SET OF TASKS:
1. According to the passage about Ashley Crowe, who signed SB 99?
2. Retype the passage about Ashley Crowe from "Ashley Crowe is" up to and including "considered by lawmakers.".
3. Rewrite the paragraph of the passage about Ashley Crowe that begins "SB 99 was signed" in a single shorter sentence, keeping its main facts.

EXCERPTED PASSAGE:
Ashley Crowe is the daughter of Republican state Rep. Kerri Seekins-Crowe. The 31-year-old recently posted a TikTok video alongside her partner challenging the comments her mother made in support of a Montana bill that would ban gender-affirming care for trans and youth.

“One of the big issues that we have heard today and we’ve talked about lately is that without surgery the risk of suicide goes way up,” Seekins-Crowe said last month as SB 99 was being considered by lawmakers.

“Well, I am one of those parents who lived with a daughter who was suicidal for three years. Someone once asked me, ‘Would I just do anything to help save her?’” she continued. “And I really had to think and the answer was, ‘No.’

“I was not going to give in to her emotional manipulation, because she was incapable of making those decisions and I had to make those decisions for her,” she added. “I was not going to let her tear apart my family.”

In the since-deleted social media post, Crowe said that the story her mother referenced is “over a decade old.”

“This is not how I imagined my five minutes of fame,” Crowe said, noting that she had just returned from deployment. “This is something that was quite interesting to come back to.”

She added: “I am not trans. My brother is not trans. And I am very much alive and well.

“I am doing very well mentally, emotionally, physically, spiritually healthy, getting better every day.”

SB 99 was signed by Gov. Greg Gianforte last week. Supporters of trans rights worry about the negative impact it could have on adolescent mental health.

SOURCE MATERIAL:

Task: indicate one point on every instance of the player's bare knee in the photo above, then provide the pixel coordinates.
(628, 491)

SOLUTIONS TO THE TASKS:
1. Gov. Greg Gianforte signed SB 99.

2.
Ashley Crowe is the daughter of Republican state Rep. Kerri Seekins-Crowe. The 31-year-old recently posted a TikTok video alongside her partner challenging the comments her mother made in support of a Montana bill that would ban gender-affirming care for trans and youth.

“One of the big issues that we have heard today and we’ve talked about lately is that without surgery the risk of suicide goes way up,” Seekins-Crowe said last month as SB 99 was being considered by lawmakers.

3. Gov. Greg Gianforte signed SB 99 last week, and trans-rights supporters worry it could harm adolescent mental health.